*Goal*:
In the rows below, change every "identify" to "locate" and write the rows out again with nothing else altered.

Point placement records:

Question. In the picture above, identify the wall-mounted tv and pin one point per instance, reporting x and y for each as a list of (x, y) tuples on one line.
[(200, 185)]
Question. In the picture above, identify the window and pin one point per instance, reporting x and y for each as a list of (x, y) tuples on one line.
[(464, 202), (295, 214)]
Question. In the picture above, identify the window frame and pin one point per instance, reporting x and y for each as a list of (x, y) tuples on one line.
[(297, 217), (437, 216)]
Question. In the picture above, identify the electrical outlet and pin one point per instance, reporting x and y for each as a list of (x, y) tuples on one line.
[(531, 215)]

*Exercise output*:
Question. In the picture above, locate the wall-mounted tv and pin one point per instance, reporting x and y for each as a list of (x, y) tuples on one line.
[(200, 185)]
Question. In the picture above, locate the window and pin one point per instance, reporting x and y for each as a list of (x, y) tuples on one line.
[(464, 202), (295, 214)]
Question. In the picture above, locate the window frame and pin one point per instance, reporting x and y for each as a list of (x, y) tuples on one line.
[(297, 217), (437, 216)]
Question. In the picture above, locate the electrical outlet and pin one point per instance, reporting x and y for each as a list of (x, y) tuples on one line.
[(531, 215)]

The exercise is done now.